There are still other exemptions that apply to other unique scenarios such as California public-use airports and community land trusts.

The new amendments also identify activities that may be conducted prior to the obligation to issue a notice of availability under the SLA such as issuing a request for proposals in certain instances. Most scenarios are tied to specific exemptions and again require careful review.

Finally, a penalty for noncompliance with the SLA will now be based on the final sales price of the land or the fair market value of the land at the time of the sale, whichever is greater. Since land may be sold at less than fair market value, this provision tying the penalty to fair market value could increase the penalty amount in the event of a violation.

While the intent of these amendments is to reduce bureaucratic delays, a learning curve is anticipated to digest and implement the new provisions.

§ Source data
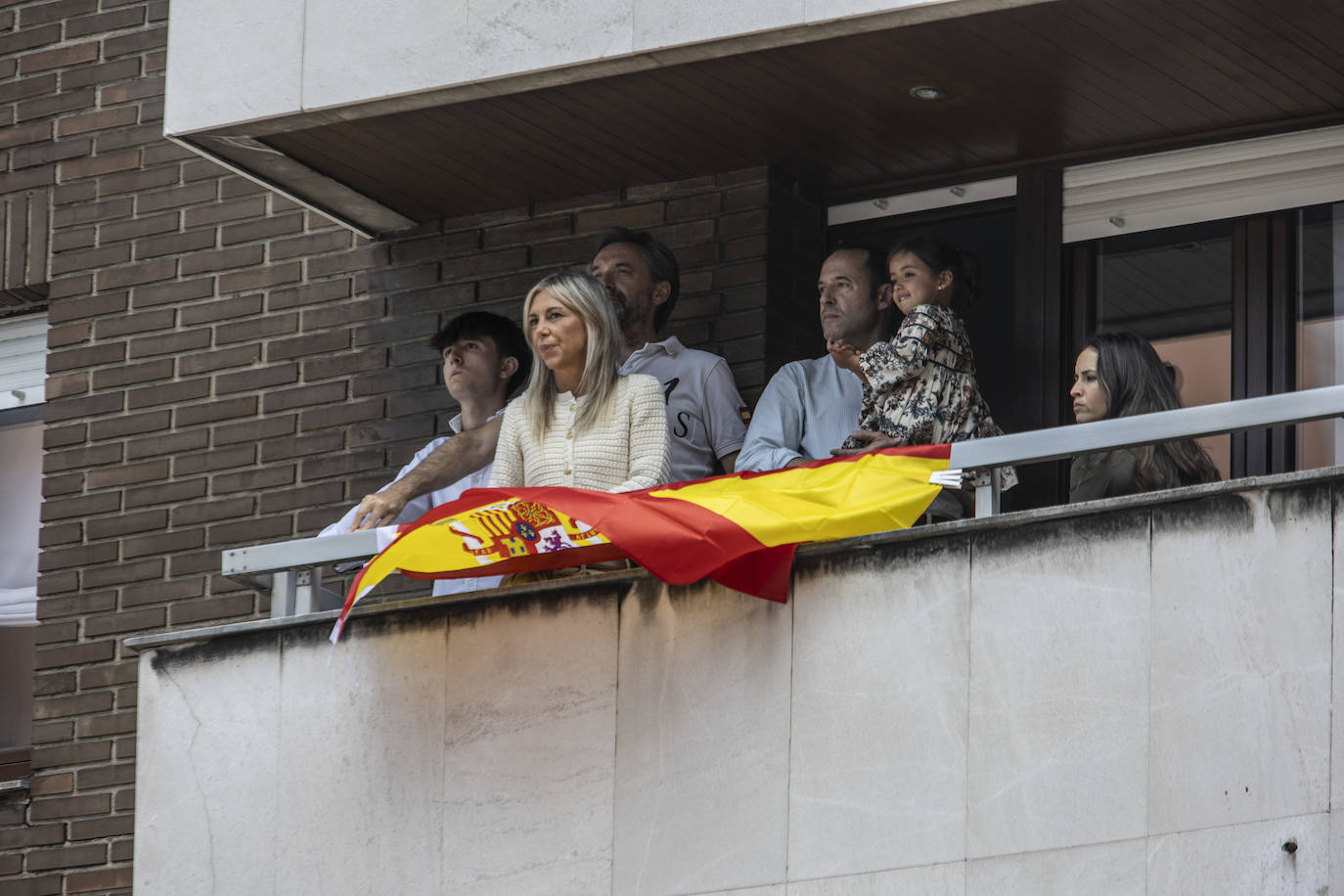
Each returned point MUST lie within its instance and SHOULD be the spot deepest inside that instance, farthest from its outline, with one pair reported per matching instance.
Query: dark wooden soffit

§ Set task
According to the passage on the SLA amendments, what will a penalty for noncompliance now be based on?

§ Expected output
The final sales price of the land or the fair market value of the land at the time of the sale, whichever is greater.